▶ Problema da risolvere
Trascrivi per intero e senza alcuna modifica l'articolo qui sotto sul tentato assalto alla Banca d'Italia.

▶ Estratto della pagina
Tentato assalto alla Banca d’Italia. Per il P.m. é reato impossibile: scarcerato l’arrestato

Ai primi albori del giorno di Pasqua, scavalca la recinzione e cerca di demolire a pugni e calci il portone d’ingresso, nel tentativo di rubare l’oro custodito nel bunker della sede storica della Banca d’Italia di via Nazionale.

Il pubblico ministero chiederà l’archiviazione.

Il giovane colombiano Torres Soban Sebastian Chabarro, intraprendente come Arsenio Lupin, ma imbranato come il più maldestro ladro galline, sperando oltre ogni ragionevole previsione, di eludere la sicurezza, tenta di realizzare il colpo del secolo, coltivando l’ambizioso e temerario disegno di svaligiare l’oro custodito nel bunker della città capitolina. Ma il suo sogno glorioso viene prontamente interrotto.
Audace quanto incosciente, scavalca la recinzione dirigendosi verso il portone d’ingresso, pretendendo di abbatterlo con pugni e calci. Quella forza priva di continenza ed espressione di una determinazione utopica, è stata fermata dai carabinieri di pattuglia, prontamente intervenuti ammanettando il soggetto nel suo goffo e vano tentativo di fuga.

Il Pubblico Ministero Carlo Villani ha ritenuto di non convalidare l’arresto per tentato furto, rimettendo in libertà il colombiano.

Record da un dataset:

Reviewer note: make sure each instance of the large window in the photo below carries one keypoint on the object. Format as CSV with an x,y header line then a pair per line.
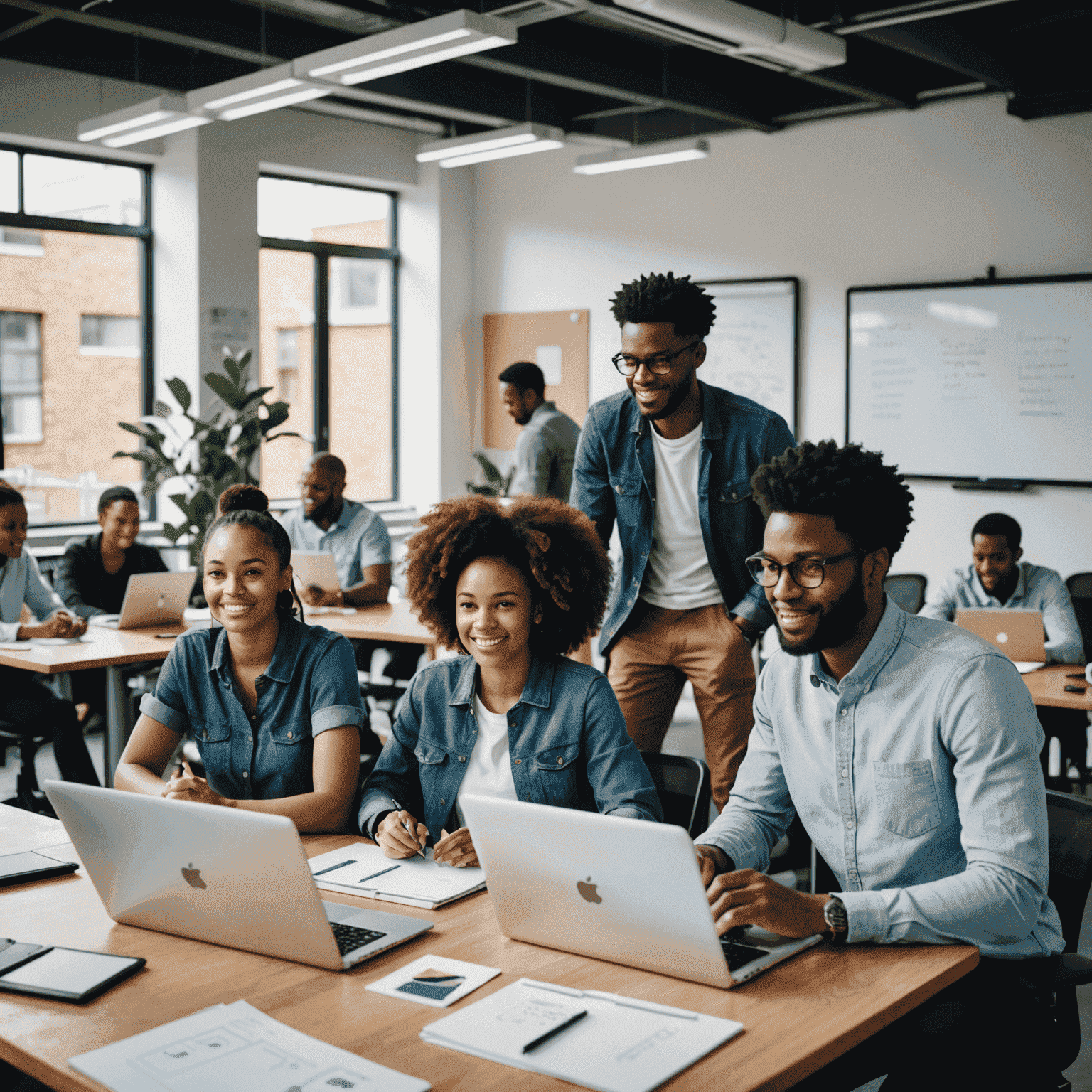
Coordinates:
x,y
329,301
75,348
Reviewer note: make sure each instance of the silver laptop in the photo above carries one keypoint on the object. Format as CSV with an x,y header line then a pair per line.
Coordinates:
x,y
152,599
220,875
1018,633
617,889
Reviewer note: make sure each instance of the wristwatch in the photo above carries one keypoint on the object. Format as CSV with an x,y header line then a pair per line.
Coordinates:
x,y
837,920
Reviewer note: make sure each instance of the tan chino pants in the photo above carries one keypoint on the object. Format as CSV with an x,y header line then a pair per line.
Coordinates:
x,y
650,663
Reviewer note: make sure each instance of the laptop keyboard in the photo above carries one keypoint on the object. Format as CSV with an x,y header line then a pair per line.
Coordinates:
x,y
739,956
350,937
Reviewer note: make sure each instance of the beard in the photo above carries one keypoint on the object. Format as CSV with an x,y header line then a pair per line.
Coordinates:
x,y
837,625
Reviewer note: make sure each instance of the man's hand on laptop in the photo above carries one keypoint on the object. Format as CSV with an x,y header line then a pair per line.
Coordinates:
x,y
745,896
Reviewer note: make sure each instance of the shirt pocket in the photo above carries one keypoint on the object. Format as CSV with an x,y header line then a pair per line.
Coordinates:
x,y
906,798
556,770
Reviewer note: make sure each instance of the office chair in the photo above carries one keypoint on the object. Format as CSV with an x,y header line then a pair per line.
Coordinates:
x,y
1069,820
908,590
684,788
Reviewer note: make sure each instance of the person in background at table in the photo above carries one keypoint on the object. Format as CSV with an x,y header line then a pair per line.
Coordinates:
x,y
513,590
273,705
93,576
910,751
547,442
24,701
997,578
355,535
670,460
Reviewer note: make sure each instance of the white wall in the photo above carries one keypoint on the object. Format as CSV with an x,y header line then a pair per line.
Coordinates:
x,y
938,193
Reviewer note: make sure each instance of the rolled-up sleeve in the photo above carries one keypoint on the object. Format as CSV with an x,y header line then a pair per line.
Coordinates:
x,y
336,692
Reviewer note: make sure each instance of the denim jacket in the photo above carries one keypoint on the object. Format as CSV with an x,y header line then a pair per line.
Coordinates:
x,y
615,478
567,743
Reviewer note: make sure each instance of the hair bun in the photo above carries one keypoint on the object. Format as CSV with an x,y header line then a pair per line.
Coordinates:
x,y
242,498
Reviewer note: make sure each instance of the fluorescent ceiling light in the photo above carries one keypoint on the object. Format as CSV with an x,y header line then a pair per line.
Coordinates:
x,y
642,155
167,114
415,45
268,90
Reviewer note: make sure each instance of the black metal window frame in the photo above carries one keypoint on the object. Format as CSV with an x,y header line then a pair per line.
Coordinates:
x,y
142,232
320,356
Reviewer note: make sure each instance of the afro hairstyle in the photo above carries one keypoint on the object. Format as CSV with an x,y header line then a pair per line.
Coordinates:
x,y
869,501
660,299
554,547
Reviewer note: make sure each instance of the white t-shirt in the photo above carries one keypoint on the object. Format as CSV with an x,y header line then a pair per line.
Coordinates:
x,y
678,577
488,768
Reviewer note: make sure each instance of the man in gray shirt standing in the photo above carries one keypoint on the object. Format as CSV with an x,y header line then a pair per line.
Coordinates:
x,y
547,446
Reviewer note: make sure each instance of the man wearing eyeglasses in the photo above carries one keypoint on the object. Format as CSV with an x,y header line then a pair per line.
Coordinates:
x,y
670,462
910,751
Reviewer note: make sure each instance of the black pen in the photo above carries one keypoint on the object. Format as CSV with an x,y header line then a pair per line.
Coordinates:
x,y
535,1043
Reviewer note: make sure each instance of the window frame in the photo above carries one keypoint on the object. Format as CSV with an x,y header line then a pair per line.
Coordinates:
x,y
141,232
320,336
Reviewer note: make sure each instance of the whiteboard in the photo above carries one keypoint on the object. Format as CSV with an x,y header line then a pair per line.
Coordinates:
x,y
753,346
974,380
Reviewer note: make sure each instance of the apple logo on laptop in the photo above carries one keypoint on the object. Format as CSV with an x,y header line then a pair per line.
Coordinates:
x,y
588,892
193,876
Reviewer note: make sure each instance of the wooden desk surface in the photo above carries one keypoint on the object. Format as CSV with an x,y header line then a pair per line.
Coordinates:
x,y
796,1018
1046,686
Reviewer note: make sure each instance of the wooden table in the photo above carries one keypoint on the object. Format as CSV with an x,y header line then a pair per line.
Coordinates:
x,y
796,1018
101,648
1047,687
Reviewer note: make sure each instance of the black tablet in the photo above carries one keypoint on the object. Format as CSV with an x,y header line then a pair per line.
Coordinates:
x,y
23,867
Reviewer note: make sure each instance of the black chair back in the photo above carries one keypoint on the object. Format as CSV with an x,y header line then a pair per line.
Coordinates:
x,y
685,790
1069,819
908,590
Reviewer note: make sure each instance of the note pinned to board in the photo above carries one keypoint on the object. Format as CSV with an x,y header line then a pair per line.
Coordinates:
x,y
228,1047
548,358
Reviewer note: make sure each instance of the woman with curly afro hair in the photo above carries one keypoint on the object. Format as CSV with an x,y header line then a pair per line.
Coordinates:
x,y
513,589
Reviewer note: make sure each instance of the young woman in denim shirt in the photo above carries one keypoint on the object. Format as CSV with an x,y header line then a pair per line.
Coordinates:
x,y
515,588
273,705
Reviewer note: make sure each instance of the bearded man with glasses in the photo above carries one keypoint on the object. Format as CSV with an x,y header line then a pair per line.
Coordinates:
x,y
670,462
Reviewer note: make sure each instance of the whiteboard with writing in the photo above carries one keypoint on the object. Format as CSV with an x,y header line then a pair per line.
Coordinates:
x,y
981,381
751,348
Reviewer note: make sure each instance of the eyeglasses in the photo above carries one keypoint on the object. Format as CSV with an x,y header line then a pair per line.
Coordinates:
x,y
658,365
807,572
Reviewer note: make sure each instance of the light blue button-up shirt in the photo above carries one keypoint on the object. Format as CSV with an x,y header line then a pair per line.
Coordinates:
x,y
918,778
1037,589
358,540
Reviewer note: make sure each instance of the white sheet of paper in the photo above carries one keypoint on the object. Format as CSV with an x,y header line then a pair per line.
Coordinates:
x,y
230,1047
621,1045
435,981
363,869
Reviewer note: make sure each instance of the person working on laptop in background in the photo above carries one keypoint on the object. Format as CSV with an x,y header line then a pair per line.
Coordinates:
x,y
910,751
355,535
93,574
24,701
274,706
997,578
670,460
547,442
513,590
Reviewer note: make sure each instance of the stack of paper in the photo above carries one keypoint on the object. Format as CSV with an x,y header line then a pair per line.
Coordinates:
x,y
232,1047
621,1045
363,869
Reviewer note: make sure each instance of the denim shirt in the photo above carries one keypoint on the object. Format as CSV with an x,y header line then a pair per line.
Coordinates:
x,y
567,743
918,778
309,687
615,478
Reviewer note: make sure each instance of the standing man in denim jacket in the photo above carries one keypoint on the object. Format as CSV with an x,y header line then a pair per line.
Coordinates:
x,y
670,460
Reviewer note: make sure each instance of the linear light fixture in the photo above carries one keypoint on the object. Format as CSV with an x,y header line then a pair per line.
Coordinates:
x,y
498,144
159,117
268,90
642,155
415,45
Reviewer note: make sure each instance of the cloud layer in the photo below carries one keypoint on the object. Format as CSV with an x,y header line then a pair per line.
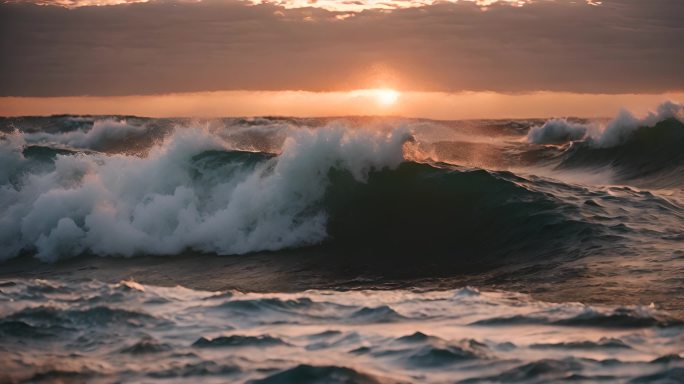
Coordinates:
x,y
621,46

▶ Spazio risposta
Tentato assalto alla Banca d’Italia. Per il P.m. é reato impossibile: scarcerato l’arrestato

Ai primi albori del giorno di Pasqua, scavalca la recinzione e cerca di demolire a pugni e calci il portone d’ingresso, nel tentativo di rubare l’oro custodito nel bunker della sede storica della Banca d’Italia di via Nazionale.

Il pubblico ministero chiederà l’archiviazione.

Il giovane colombiano Torres Soban Sebastian Chabarro, intraprendente come Arsenio Lupin, ma imbranato come il più maldestro ladro galline, sperando oltre ogni ragionevole previsione, di eludere la sicurezza, tenta di realizzare il colpo del secolo, coltivando l’ambizioso e temerario disegno di svaligiare l’oro custodito nel bunker della città capitolina. Ma il suo sogno glorioso viene prontamente interrotto.
Audace quanto incosciente, scavalca la recinzione dirigendosi verso il portone d’ingresso, pretendendo di abbatterlo con pugni e calci. Quella forza priva di continenza ed espressione di una determinazione utopica, è stata fermata dai carabinieri di pattuglia, prontamente intervenuti ammanettando il soggetto nel suo goffo e vano tentativo di fuga.

Il Pubblico Ministero Carlo Villani ha ritenuto di non convalidare l’arresto per tentato furto, rimettendo in libertà il colombiano.